▼
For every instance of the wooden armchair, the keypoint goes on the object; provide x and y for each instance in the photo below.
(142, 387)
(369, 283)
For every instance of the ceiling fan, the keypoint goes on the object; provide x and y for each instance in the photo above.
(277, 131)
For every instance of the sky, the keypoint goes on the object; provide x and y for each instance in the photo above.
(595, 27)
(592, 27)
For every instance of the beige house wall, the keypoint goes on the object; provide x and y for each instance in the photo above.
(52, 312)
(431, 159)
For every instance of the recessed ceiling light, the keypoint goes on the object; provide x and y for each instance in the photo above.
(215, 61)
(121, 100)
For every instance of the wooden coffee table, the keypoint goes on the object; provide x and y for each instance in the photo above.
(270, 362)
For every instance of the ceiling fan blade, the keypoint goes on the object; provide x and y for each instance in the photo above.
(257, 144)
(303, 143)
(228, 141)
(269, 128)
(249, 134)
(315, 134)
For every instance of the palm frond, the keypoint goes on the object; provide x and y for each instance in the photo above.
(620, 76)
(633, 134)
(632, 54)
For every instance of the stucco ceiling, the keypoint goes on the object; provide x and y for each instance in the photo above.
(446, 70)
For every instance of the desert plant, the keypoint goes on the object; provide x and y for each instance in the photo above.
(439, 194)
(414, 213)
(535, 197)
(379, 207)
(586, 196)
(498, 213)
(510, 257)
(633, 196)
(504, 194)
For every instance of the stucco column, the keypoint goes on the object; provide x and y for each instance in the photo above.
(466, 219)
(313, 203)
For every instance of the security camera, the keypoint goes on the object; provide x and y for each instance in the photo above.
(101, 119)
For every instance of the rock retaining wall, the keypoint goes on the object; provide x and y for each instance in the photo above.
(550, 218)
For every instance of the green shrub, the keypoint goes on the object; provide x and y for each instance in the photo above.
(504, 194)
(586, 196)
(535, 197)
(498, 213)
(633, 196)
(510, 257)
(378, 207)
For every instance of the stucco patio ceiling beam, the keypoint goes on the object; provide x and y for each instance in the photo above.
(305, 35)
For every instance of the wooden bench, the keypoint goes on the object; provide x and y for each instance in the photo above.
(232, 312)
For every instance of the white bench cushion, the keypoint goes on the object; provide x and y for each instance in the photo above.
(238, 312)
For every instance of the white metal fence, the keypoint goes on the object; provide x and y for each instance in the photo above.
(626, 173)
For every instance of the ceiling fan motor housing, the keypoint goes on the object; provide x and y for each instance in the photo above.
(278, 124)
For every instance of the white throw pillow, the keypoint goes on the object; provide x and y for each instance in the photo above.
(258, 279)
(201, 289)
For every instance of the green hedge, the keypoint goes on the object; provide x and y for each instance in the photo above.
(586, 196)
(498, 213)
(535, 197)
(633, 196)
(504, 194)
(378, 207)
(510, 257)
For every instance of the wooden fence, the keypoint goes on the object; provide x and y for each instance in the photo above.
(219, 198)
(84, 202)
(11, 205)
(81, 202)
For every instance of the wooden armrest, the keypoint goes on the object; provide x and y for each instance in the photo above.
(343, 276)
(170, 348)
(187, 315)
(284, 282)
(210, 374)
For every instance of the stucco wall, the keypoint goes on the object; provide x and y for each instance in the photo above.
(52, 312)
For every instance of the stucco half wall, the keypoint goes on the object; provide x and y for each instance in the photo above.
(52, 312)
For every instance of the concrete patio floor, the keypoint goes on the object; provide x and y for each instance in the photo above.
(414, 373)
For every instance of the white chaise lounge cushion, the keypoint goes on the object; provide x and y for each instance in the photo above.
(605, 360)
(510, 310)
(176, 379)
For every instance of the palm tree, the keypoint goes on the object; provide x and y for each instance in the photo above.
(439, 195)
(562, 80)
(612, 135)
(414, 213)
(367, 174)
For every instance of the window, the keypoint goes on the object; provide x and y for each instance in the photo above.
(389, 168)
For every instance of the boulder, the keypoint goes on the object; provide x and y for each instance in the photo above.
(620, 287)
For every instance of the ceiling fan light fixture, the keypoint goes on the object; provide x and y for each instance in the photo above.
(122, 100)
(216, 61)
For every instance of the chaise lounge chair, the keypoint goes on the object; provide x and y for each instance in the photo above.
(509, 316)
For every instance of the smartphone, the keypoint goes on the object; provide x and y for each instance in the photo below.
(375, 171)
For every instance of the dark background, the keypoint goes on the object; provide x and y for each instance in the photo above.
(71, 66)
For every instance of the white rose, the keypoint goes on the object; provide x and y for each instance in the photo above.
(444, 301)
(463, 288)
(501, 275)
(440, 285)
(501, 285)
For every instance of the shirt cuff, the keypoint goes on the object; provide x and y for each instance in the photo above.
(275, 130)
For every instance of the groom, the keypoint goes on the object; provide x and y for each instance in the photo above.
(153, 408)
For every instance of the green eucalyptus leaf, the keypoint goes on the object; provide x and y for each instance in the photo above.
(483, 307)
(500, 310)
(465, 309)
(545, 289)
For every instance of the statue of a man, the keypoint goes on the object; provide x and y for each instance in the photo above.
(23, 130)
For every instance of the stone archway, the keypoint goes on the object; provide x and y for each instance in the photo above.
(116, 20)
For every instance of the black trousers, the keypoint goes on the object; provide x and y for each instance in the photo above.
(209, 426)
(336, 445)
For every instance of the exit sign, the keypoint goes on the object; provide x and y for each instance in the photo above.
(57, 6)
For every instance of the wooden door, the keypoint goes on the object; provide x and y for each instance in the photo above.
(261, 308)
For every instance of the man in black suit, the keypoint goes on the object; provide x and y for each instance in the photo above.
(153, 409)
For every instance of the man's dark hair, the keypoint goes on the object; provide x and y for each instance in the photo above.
▲
- Work to complete: Write the complete data out, exactly as above.

- Reply to the exercise:
For every instance of the wooden armchair, the keypoint goes on the object; provide x and y for each instance in the photo below.
(142, 387)
(369, 283)
For every instance of the ceiling fan, the keypoint goes on the object; provide x and y for each instance in the photo above.
(277, 131)
For every instance of the sky, the keypoint goes on the object; provide x and y for each instance in the photo above.
(595, 27)
(592, 27)
For every instance of the beige house wall, the keypoint goes on the object; provide x and y for each instance in the photo above.
(52, 312)
(431, 159)
For every instance of the recessed ceiling light, the keypoint goes on the object; provide x and y for each instance in the photo above.
(215, 61)
(121, 100)
For every instance of the wooden coffee table, the keypoint goes on the object; provide x and y for each instance in the photo above.
(270, 362)
For every instance of the ceiling fan blade, the keypoint goes on the object; provide x and y for each instance in the photo above.
(257, 144)
(303, 143)
(228, 141)
(269, 128)
(249, 134)
(315, 134)
For every instance of the palm frond, the keypoint goes on the object; provide x and y for each instance in the photo above.
(620, 76)
(633, 134)
(632, 54)
For every instance of the stucco ceiling, the keypoint goes on the object; provide x and y for each instance in the photo above.
(446, 70)
For every instance of the desert plant, the keypoint goes on the object; provide x and y for each instance in the photo above.
(439, 194)
(414, 213)
(535, 197)
(379, 207)
(586, 196)
(498, 213)
(510, 257)
(633, 196)
(504, 194)
For every instance of the stucco column, the keypoint goes on the object; provide x and y for each instance in the photo above.
(466, 219)
(313, 203)
For every instance of the security camera, the keypoint goes on the object; provide x and y for each instance in the photo above.
(101, 119)
For every instance of the rock retaining wall, the keypoint goes on the object; provide x and y for each instance in the photo above.
(550, 218)
For every instance of the green shrub, the keypoint goes on the object; provide x and y for each instance in the photo above.
(504, 194)
(586, 196)
(535, 197)
(498, 213)
(633, 196)
(510, 257)
(378, 207)
For every instance of the stucco patio ceiling beam, the keypoint goes on the object; provide x and y for each instance in the photo above.
(305, 35)
For every instance of the wooden bench, the keypoint goes on the object; provide x and y for each instance in the photo above.
(232, 312)
For every instance of the white bench cushion, the keypoint goes on the object; provide x and y for each instance in the photo above.
(238, 312)
For every instance of the white metal fence, the keypoint goes on the object; provide x and y for each instance in the photo above.
(626, 173)
For every instance of the ceiling fan motor housing, the keypoint goes on the object; provide x and y for each instance in the photo above.
(278, 124)
For every instance of the white throw pillow, the keypoint goes on the object; provide x and y for each instance in the photo above.
(258, 279)
(201, 289)
For every instance of the green hedge, the keypoint goes on the object; provide x and y for each instance in the photo above.
(586, 196)
(498, 213)
(535, 197)
(633, 196)
(504, 194)
(378, 207)
(510, 257)
For every instance of the wooden fence, the keypoint goes on the object; provide x and y for each instance in the photo above.
(219, 198)
(84, 202)
(11, 205)
(81, 202)
For every instance of the wooden armrest, the keypoint goes on the object; provide x and y for each instance in the photo above.
(343, 276)
(170, 348)
(187, 315)
(284, 282)
(210, 374)
For every instance of the stucco wall, the keypoint goes on the object; provide x and y for each instance in the photo above.
(52, 312)
For every instance of the stucco half wall, the keypoint goes on the object; provide x and y for each instance in the photo above.
(52, 312)
For every instance of the concrete patio floor, the keypoint goes on the object; provide x and y for each instance in the photo above.
(414, 373)
For every instance of the white chaise lounge cushion, the keypoint goes on the object; provide x and y for each instance in the photo above.
(605, 360)
(510, 310)
(176, 379)
For every instance of the palm tree, the keypoint goes on the object; provide x and y for each instance in the photo above.
(439, 195)
(562, 80)
(612, 135)
(414, 213)
(367, 174)
For every instance of the window, the keypoint goes on the object; provide x and y for each instance in the photo above.
(389, 168)
For every instance of the boulder, the keypoint goes on the object; provide x and y for each instance in the photo above.
(620, 287)
For every instance of the ceiling fan light fixture, the keypoint goes on the object; provide x and y for each instance in the photo above.
(122, 100)
(216, 61)
For every instance of the chaise lounge chair, the keypoint goes on the object; provide x and y for each instance in the photo above.
(509, 316)
For every instance of the smartphone, the keypoint goes on the object; provide x and y for each instance in the photo below.
(375, 171)
For every instance of the dark background, the keypoint goes on the object; provide x and y for each instance in the photo above.
(71, 66)
For every instance of the white rose, the keypoint goes on the object; provide x and y for each instance in the photo above.
(444, 301)
(463, 288)
(501, 275)
(440, 285)
(501, 285)
For every instance of the shirt cuff, the keypoint goes on the object; provide x and y for each instance in the photo above.
(275, 130)
For every instance of the groom, the keypoint goes on the object; provide x and y for each instance in the photo above.
(153, 408)
For every instance of the green eucalyptus leaf, the keypoint goes on the object; provide x and y for each instance in the photo above.
(483, 307)
(500, 310)
(465, 309)
(545, 289)
For every instance of the statue of a man, the keypoint goes on the object; provide x and y for each instance in the photo above.
(23, 130)
For every instance of the stone archway, the keypoint goes on the object; provide x and y for each instance in the photo above.
(116, 20)
For every instance of the black trousers, the keypoint goes on the object; provide x and y for each instance in the photo above.
(209, 426)
(336, 445)
For every instance of the exit sign, the keypoint goes on the object; provide x and y for each instance in the photo above.
(57, 6)
For every instance of the wooden door, the keypoint goes on the object; provide x and y for each instance in the photo above.
(261, 308)
For every instance of the man in black suit, the keypoint goes on the object; provide x and y for each instance in the photo above.
(153, 409)
For every instance of the man's dark hair, the keypoint goes on the object; provide x and y for each instance in the photo above.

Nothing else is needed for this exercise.